_Stored data entries_:
──────────

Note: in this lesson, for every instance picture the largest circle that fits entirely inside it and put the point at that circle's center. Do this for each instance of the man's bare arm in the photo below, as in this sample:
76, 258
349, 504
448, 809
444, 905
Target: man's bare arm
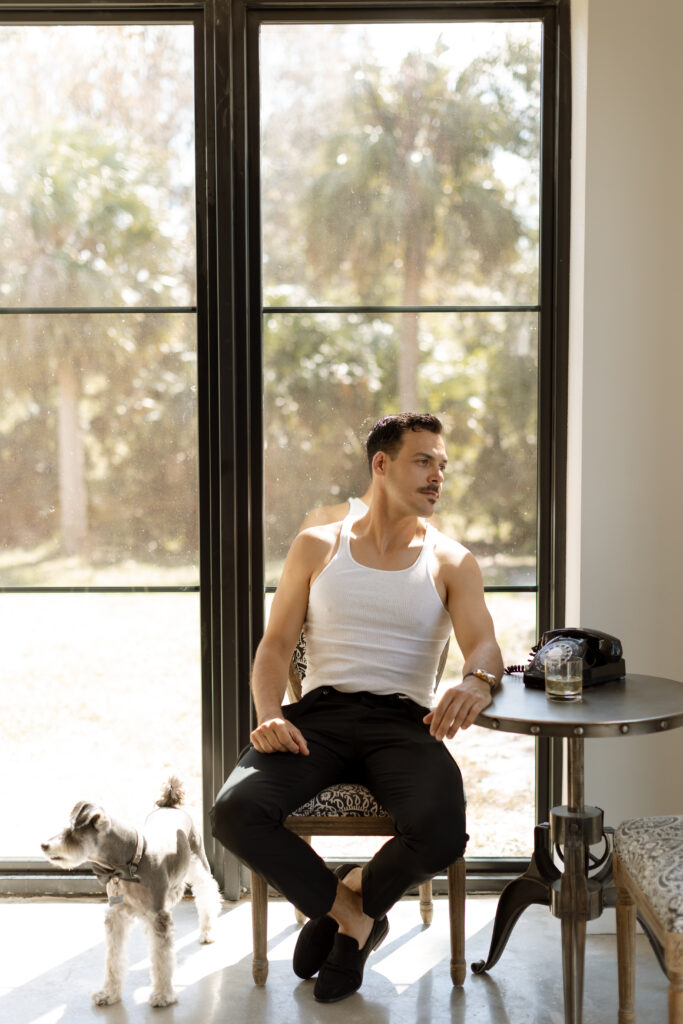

──────────

_Aim of the exercise_:
Read through the entries and count the lines where "bare" appears; respond with the number only.

_Reply to the task_:
2